Provided data
┌──

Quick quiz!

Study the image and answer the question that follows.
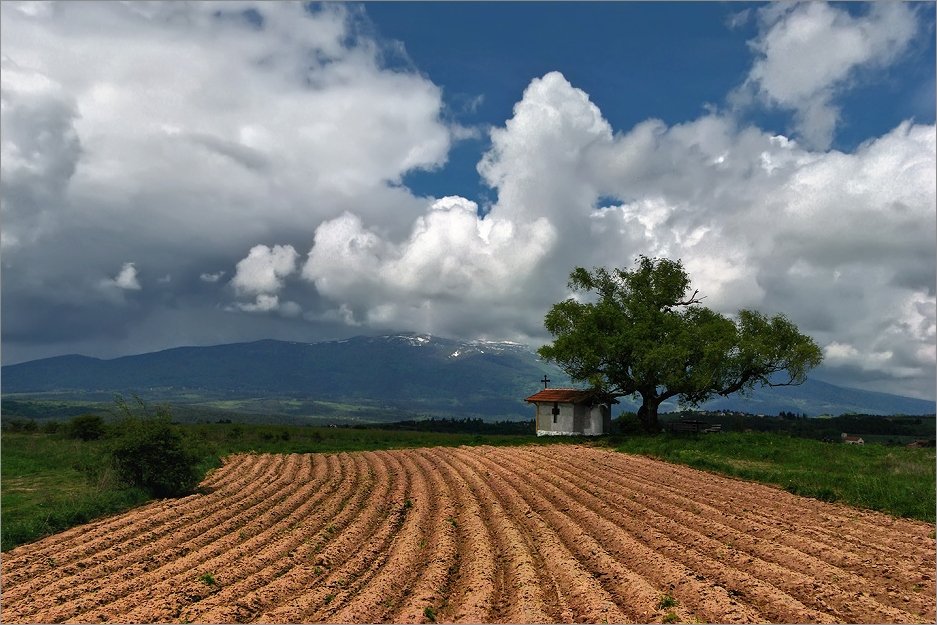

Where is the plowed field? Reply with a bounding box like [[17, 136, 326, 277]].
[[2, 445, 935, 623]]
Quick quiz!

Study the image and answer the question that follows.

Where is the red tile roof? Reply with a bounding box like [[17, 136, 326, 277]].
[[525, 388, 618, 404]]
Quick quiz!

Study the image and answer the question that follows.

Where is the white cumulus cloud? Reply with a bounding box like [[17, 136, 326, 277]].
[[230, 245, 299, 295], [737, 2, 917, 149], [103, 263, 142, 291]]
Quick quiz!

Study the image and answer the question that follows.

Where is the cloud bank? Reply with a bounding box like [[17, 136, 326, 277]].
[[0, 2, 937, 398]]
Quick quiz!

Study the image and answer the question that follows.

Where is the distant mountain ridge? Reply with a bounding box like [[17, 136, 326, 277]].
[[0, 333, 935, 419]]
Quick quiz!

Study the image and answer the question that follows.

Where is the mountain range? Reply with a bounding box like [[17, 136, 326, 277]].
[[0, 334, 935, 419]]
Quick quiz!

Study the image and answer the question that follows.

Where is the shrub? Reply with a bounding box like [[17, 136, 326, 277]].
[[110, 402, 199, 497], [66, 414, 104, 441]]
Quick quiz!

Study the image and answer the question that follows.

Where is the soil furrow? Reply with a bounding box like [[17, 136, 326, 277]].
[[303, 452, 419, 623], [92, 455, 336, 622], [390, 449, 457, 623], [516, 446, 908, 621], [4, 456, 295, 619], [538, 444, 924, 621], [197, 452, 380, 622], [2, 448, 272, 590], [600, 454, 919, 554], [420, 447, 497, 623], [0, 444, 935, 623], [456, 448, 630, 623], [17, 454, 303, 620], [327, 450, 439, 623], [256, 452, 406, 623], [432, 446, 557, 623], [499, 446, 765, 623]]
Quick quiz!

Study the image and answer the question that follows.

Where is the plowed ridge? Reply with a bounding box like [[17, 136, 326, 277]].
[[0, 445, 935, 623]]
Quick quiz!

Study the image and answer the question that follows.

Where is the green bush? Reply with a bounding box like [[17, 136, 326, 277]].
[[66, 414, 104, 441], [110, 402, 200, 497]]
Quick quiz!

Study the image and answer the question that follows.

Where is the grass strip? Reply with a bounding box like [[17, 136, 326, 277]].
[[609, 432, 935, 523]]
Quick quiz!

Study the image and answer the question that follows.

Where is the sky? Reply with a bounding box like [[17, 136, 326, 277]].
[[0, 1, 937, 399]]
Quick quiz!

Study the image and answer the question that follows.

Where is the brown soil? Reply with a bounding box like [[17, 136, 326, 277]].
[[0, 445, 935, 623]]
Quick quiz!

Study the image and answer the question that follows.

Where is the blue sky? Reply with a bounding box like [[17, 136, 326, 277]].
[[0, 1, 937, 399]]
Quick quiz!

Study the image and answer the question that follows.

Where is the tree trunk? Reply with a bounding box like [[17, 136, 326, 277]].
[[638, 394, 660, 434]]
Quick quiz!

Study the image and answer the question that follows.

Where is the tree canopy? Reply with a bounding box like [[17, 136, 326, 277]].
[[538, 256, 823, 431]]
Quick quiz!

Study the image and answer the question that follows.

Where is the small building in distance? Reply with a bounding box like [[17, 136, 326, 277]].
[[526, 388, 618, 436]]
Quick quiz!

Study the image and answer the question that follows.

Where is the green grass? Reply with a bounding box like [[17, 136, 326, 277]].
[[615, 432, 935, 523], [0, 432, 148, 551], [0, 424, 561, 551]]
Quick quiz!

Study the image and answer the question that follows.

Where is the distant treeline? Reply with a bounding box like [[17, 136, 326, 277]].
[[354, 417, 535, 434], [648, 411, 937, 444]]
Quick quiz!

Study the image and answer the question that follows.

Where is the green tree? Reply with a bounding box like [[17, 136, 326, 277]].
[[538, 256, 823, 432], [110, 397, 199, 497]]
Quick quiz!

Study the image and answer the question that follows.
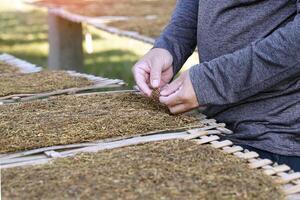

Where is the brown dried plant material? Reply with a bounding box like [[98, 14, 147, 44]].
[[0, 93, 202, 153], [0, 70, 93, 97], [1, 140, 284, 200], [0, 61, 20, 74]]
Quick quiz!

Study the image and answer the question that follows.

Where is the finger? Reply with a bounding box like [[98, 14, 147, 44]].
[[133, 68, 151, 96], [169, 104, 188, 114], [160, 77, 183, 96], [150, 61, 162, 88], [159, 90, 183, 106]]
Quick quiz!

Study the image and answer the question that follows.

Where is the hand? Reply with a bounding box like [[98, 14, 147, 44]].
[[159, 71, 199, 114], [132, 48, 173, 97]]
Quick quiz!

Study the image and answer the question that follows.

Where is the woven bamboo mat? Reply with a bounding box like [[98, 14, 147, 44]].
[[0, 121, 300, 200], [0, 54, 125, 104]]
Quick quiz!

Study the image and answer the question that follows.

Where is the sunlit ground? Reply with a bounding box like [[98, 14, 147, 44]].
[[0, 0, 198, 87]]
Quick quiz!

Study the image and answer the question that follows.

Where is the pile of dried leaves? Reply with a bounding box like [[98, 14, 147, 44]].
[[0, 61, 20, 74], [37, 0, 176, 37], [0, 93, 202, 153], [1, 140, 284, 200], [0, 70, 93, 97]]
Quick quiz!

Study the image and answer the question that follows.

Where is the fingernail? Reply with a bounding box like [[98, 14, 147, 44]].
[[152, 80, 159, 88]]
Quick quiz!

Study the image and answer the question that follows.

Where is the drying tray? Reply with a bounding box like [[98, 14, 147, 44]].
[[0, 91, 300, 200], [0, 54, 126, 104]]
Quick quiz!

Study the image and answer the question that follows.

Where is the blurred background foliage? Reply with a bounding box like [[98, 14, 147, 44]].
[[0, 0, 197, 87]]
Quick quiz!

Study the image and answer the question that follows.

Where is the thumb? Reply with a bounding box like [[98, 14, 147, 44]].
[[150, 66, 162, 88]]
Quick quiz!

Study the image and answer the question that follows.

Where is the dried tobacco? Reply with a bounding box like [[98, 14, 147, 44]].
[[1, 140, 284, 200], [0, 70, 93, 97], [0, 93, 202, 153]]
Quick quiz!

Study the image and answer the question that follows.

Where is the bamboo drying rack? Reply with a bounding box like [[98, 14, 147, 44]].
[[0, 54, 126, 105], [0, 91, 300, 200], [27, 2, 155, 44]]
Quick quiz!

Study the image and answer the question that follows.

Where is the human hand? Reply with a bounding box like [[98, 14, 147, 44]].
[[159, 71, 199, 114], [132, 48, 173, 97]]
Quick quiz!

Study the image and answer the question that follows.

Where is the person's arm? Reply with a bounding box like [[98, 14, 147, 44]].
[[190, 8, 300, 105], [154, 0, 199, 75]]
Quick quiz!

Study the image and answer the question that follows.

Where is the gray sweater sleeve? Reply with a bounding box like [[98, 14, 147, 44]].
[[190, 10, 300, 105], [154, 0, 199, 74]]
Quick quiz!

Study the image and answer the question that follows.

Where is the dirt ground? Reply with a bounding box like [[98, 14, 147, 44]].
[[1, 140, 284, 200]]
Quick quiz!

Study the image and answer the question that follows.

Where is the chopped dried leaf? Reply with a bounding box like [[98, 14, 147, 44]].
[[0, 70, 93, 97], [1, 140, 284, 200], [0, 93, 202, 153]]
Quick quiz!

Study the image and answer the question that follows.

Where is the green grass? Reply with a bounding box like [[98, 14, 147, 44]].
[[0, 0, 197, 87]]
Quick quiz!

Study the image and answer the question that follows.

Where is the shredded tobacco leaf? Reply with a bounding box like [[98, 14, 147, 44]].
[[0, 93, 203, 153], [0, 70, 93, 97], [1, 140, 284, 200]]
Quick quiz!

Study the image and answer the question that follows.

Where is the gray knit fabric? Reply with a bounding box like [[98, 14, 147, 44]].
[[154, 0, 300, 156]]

└──

Write out every row above again with "Quick quiz" replaced by "Pop quiz" and nothing else changed, omitting the pictures.

Pop quiz!

Study the image and answer the question that follows.

Where is the plowed field? Reply with a bounding box like [[17, 136, 326, 277]].
[[2, 445, 935, 623]]
Pop quiz!

Study the image and answer the question that follows.

Where is the red tile roof? Reply with a bounding box like [[17, 136, 326, 277]].
[[525, 388, 618, 404]]
Pop quiz!

Study the image and answer the question that follows.

Where is the white cumulus cloud? Reply with a bounding box like [[17, 136, 326, 277]].
[[230, 245, 299, 295], [737, 2, 917, 149], [103, 263, 142, 291]]
Pop quiz!

Study the image and answer the question that follows.

Where is the cloud bank? Reply with a bounding box like [[17, 136, 326, 277]].
[[0, 2, 937, 398]]
Pop quiz!

Study the image and answer the question that follows.

Where is the distant mountain ridge? Reply with a bounding box like [[17, 136, 326, 277]].
[[0, 333, 935, 419]]
Pop quiz!

Study the image and answer the question that follows.

Where is the mountain range? Reply with a bounding box like [[17, 136, 326, 277]].
[[0, 334, 935, 419]]
Pop quiz!

Study the image and answer the question that follows.

Where is the shrub? Reply with a bounding box like [[17, 136, 326, 277]].
[[110, 402, 199, 497], [66, 414, 104, 441]]
Pop quiz!

Study the image and answer the question that follows.

Where is the soil furrow? Reply with a bounding box like [[17, 136, 326, 277]].
[[303, 452, 419, 623], [92, 455, 336, 622], [390, 449, 457, 623], [516, 446, 908, 621], [4, 456, 295, 619], [538, 444, 924, 621], [197, 452, 380, 622], [2, 448, 272, 590], [600, 454, 919, 554], [420, 447, 497, 623], [0, 444, 935, 623], [456, 448, 630, 623], [17, 454, 303, 620], [327, 450, 439, 623], [256, 452, 406, 623], [432, 446, 557, 623], [499, 446, 765, 623]]
Pop quiz!

Study the image and answer the question that follows.

Where is the plowed ridge? Reply with a bounding box like [[17, 136, 326, 277]].
[[0, 445, 935, 623]]
Pop quiz!

Study the image and answer the question that follows.

Where is the green bush? Reply with a bounding box like [[17, 136, 326, 277]].
[[66, 414, 104, 441], [110, 402, 200, 497]]
Pop quiz!

Study the image and answer the question that follows.

Where is the grass strip? Reply with a bounding box like [[17, 136, 326, 277]].
[[609, 432, 935, 523]]
Pop quiz!

Study the image and answer the question that follows.

Where is the sky? Reply with a bounding box like [[17, 136, 326, 277]].
[[0, 1, 937, 399]]
Pop quiz!

Study the image and answer the question that follows.

Where is the brown soil? Reply with a bounding box like [[17, 136, 326, 277]].
[[0, 445, 935, 623]]
Pop quiz!

Study the image and answer the question that follows.

Where is the blue sky? Reply with a bounding box like [[17, 136, 326, 277]].
[[0, 1, 937, 399]]
Pop quiz!

Study the image and answer the question that follows.

Where is the tree trunk? Reply with a bounding box like [[17, 136, 326, 277]].
[[638, 394, 660, 434]]
Pop quiz!

Study the image and answer the question that follows.

Where is the tree canopy? Reply with a bounding box like [[17, 136, 326, 277]].
[[538, 256, 823, 431]]
Pop quiz!

Study the image and answer the question that follows.

Where is the small building in distance? Reply with a bounding box like [[17, 136, 326, 277]].
[[526, 388, 618, 436]]
Pop quiz!

Study the image and answer the question that follows.

Where is the green grass? Reply with a bounding box like [[17, 136, 326, 277]].
[[615, 432, 935, 523], [0, 432, 148, 551], [0, 424, 561, 551]]
Pop quiz!

Study the image and answer the question that follows.

Where is the distant treeline? Reply with a bounding box like [[17, 136, 326, 277]].
[[354, 417, 535, 434], [648, 411, 937, 444]]
Pop quiz!

Study the image and answer the question that follows.

Where is the green tree? Reply with a bounding box like [[17, 136, 326, 277]].
[[538, 256, 823, 432], [110, 397, 199, 497]]
Pop quiz!

Study the image and answer the question that follows.

Where is the brown dried plant material? Reply with a bounding box like [[98, 14, 147, 44]].
[[0, 93, 202, 153], [0, 70, 93, 97], [1, 140, 284, 200], [0, 61, 20, 74]]
Pop quiz!

Study the image and answer the question that follows.

Where is the finger? Reply with a bounding box like [[98, 14, 147, 44]].
[[133, 68, 151, 96], [169, 104, 188, 114], [160, 77, 183, 96], [150, 61, 162, 88], [159, 90, 183, 106]]
Pop quiz!

Study the image and answer the question that follows.

Where is the hand? Reply with a bounding box like [[98, 14, 147, 44]].
[[159, 71, 199, 114], [132, 48, 173, 97]]
Pop quiz!

Study the image and answer the question that follows.

Where is the woven bamboo mat? Reply with a bounding box like [[98, 14, 147, 44]].
[[0, 121, 300, 200], [0, 54, 125, 104]]
Pop quiz!

Study the image and answer the question that follows.

Where is the sunlit ground? Reply with a bounding box like [[98, 14, 147, 44]].
[[0, 0, 198, 87]]
Pop quiz!

Study the image and answer the question that follows.

Where is the pile of dried leaves? Reply with a bounding box like [[98, 14, 147, 44]].
[[0, 61, 20, 74], [37, 0, 176, 37], [0, 93, 202, 153], [1, 140, 284, 200], [0, 70, 93, 97]]
Pop quiz!

Study the image and answer the question that follows.

Where is the fingernail? Reply with a bounding box like [[98, 14, 147, 44]].
[[152, 80, 159, 88]]
Pop quiz!

Study the image and answer the question that follows.

Where is the drying tray? Reply with a bounding box like [[98, 14, 147, 44]].
[[0, 91, 300, 200], [0, 54, 126, 104]]
Pop quiz!

Study the image and answer the question that follows.

Where is the blurred background foliage? Reply with a bounding box like [[98, 14, 147, 44]].
[[0, 0, 197, 87]]
Pop quiz!

Study the image and answer the question that follows.

Where is the thumb? Reply with a bounding box like [[98, 14, 147, 44]].
[[150, 66, 162, 88]]
Pop quiz!

Study the image and answer the question that follows.

Where is the dried tobacco? Reply with a bounding box like [[98, 14, 147, 44]].
[[1, 140, 284, 200], [0, 70, 93, 97], [0, 93, 202, 153]]
Pop quiz!

Study the image and answer the question that follows.

Where is the bamboo drying rack? Reply with a bounding box like [[98, 14, 147, 44]].
[[0, 54, 126, 105], [0, 91, 300, 200], [27, 2, 155, 44]]
Pop quiz!

Study the image and answer the question that follows.

Where is the human hand? Reply with a bounding box like [[98, 14, 147, 44]].
[[159, 71, 199, 114], [132, 48, 173, 97]]
Pop quiz!

Study the image and answer the question that follows.

Where is the person's arm? Reply with a bounding box like [[98, 14, 147, 44]].
[[190, 8, 300, 105], [154, 0, 199, 75]]
Pop quiz!

Study the image and answer the question that follows.

Where is the gray sweater sleeve? Reply with a bounding box like [[98, 14, 147, 44]].
[[190, 10, 300, 105], [154, 0, 199, 74]]
Pop quiz!

Study the image and answer the question that follows.

Where is the dirt ground? Reply with a bounding box like [[98, 14, 147, 44]].
[[1, 140, 284, 200]]
Pop quiz!

Study the image and answer the question that follows.

Where is the chopped dried leaf? Reply with a bounding box like [[98, 14, 147, 44]].
[[0, 70, 93, 97], [1, 140, 284, 200], [0, 93, 202, 153]]
Pop quiz!

Study the image and answer the question that follows.

Where is the green grass? Reply with a bounding box like [[98, 14, 147, 44]].
[[0, 0, 197, 87]]
Pop quiz!

Study the image and answer the question that follows.

Where is the shredded tobacco leaf? Reply with a bounding box like [[98, 14, 147, 44]].
[[0, 93, 203, 153], [0, 70, 93, 97], [1, 140, 284, 200]]
Pop quiz!

Study the image and answer the question that follows.

Where is the gray knit fabric? Reply with a bounding box like [[98, 14, 147, 44]].
[[154, 0, 300, 156]]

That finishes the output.